Below are records; transcribe only the line with "of the contrail" and those after it, through the last line, without any change.

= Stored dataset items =
** START **

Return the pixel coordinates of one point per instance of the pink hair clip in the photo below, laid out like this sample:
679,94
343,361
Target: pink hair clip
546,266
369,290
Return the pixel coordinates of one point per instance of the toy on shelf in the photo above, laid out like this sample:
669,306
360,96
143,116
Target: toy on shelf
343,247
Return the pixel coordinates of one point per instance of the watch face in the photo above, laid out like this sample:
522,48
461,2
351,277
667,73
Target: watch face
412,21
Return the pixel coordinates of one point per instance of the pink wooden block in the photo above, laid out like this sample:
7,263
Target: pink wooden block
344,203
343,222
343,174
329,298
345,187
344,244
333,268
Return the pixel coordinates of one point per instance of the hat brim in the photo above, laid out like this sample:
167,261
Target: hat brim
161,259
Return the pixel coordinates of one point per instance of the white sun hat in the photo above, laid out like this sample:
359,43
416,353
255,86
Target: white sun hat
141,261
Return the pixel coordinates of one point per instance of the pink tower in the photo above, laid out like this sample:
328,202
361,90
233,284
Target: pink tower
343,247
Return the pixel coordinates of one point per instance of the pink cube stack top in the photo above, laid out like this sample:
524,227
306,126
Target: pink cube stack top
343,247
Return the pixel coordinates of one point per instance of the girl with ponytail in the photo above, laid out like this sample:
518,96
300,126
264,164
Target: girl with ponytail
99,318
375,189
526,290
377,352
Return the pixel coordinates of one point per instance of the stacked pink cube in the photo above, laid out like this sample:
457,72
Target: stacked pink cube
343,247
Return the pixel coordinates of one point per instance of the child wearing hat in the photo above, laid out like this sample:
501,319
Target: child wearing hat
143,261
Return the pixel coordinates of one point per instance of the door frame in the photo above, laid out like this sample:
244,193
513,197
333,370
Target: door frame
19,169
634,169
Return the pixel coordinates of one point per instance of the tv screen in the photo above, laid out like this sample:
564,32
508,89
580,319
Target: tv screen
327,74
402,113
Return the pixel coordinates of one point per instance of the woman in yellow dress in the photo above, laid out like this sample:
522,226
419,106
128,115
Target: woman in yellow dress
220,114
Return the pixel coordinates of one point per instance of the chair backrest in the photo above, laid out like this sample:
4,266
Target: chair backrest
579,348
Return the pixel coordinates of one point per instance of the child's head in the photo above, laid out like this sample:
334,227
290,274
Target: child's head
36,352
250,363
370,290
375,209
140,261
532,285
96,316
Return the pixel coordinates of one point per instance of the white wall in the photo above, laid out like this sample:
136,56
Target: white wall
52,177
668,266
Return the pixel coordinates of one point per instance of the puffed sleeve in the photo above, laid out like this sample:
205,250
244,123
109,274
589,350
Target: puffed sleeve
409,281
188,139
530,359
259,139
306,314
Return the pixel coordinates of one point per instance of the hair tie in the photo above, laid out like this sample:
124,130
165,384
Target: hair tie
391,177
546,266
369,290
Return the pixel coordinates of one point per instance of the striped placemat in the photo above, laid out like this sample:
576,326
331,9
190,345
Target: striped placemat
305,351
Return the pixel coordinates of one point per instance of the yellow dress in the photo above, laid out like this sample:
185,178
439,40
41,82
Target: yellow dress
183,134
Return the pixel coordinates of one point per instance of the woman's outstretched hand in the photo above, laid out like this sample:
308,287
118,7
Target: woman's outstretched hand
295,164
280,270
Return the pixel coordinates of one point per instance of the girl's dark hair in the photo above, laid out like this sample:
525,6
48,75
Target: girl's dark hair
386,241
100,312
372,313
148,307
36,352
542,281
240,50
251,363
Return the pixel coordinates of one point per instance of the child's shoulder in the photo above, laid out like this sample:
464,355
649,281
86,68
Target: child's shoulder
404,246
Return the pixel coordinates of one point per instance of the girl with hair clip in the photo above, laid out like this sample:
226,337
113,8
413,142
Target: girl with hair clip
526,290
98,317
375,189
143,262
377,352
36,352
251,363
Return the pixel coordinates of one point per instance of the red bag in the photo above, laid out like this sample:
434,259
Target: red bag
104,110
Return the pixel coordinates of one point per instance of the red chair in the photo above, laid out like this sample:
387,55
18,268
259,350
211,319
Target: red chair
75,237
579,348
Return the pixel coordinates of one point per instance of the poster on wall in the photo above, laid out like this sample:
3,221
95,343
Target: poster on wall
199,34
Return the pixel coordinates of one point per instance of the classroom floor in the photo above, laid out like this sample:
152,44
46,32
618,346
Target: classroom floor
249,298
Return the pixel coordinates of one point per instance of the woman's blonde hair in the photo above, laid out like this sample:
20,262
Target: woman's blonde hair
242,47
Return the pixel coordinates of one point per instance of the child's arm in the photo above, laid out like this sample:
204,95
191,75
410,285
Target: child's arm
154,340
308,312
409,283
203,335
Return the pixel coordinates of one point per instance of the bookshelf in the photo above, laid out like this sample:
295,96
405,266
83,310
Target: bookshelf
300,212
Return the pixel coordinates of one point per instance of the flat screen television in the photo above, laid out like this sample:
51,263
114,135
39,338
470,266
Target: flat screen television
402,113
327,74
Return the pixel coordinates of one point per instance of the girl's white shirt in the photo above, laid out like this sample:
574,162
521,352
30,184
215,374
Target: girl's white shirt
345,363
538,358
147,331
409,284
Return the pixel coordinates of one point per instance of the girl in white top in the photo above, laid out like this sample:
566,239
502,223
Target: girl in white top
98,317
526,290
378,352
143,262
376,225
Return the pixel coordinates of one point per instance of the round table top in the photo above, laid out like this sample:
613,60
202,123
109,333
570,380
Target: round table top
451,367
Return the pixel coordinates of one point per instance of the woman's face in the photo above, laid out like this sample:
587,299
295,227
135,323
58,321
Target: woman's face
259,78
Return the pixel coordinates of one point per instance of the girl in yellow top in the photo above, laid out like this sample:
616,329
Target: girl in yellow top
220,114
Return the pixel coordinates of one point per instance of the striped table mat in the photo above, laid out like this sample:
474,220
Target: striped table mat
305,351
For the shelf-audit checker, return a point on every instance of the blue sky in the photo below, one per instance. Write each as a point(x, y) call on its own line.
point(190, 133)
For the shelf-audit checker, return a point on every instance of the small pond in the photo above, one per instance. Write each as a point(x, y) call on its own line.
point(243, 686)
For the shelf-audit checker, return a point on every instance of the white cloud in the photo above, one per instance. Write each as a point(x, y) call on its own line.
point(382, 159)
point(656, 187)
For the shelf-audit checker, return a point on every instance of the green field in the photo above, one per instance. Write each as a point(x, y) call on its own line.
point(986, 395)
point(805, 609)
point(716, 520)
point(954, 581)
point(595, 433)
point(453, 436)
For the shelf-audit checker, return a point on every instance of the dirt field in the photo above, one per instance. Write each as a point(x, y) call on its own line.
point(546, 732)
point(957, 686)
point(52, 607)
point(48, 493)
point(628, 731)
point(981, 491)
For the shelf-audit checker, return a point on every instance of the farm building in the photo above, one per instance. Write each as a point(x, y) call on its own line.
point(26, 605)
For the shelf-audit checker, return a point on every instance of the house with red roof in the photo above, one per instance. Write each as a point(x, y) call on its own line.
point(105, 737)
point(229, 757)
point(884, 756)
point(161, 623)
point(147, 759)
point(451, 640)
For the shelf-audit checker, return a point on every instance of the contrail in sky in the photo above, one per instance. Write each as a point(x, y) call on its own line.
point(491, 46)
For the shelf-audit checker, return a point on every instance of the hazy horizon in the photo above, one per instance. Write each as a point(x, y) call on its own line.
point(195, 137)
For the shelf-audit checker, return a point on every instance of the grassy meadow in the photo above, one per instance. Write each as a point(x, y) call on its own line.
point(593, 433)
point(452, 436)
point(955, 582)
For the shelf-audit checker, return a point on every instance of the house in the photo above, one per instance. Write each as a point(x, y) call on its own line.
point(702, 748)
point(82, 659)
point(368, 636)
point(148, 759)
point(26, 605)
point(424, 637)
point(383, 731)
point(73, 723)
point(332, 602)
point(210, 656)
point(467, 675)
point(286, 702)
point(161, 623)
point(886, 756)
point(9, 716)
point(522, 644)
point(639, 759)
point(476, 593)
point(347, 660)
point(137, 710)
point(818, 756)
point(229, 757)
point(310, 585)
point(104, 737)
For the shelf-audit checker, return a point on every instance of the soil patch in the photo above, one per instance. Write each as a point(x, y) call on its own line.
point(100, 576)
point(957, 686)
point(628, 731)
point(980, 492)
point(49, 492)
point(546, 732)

** END **

= FINAL RESULT =
For the shelf-audit checker, return a point on every instance of the contrail in sky in the photo above, one per instance. Write each as a point(x, y) call on its own line.
point(491, 46)
For the shelf-audit checker, return a point on every instance of the hazy horizon in the photo above, one per instance. Write each as a point(x, y) call on its own line.
point(195, 137)
For the shelf-audit checker, return a point on every instance of the grassy meadow in the photo above, one per instance. Write each as a point(x, y) call on its own line.
point(593, 433)
point(452, 436)
point(955, 582)
For the shelf-audit checker, return a point on every instance of the house in the photo above, one per instance. Write each as a point(x, y) call on its own line.
point(702, 748)
point(82, 659)
point(368, 636)
point(148, 759)
point(26, 605)
point(424, 637)
point(383, 731)
point(73, 723)
point(332, 602)
point(210, 656)
point(467, 675)
point(286, 702)
point(161, 623)
point(886, 756)
point(9, 716)
point(522, 644)
point(639, 759)
point(476, 593)
point(347, 660)
point(137, 710)
point(818, 756)
point(229, 757)
point(310, 585)
point(104, 737)
For the shelf-audit checker, return a point on every instance of the soil patch in the photo above, one per instance. Write each as a point(x, y) call on its own line.
point(100, 576)
point(957, 686)
point(628, 731)
point(980, 492)
point(49, 492)
point(546, 732)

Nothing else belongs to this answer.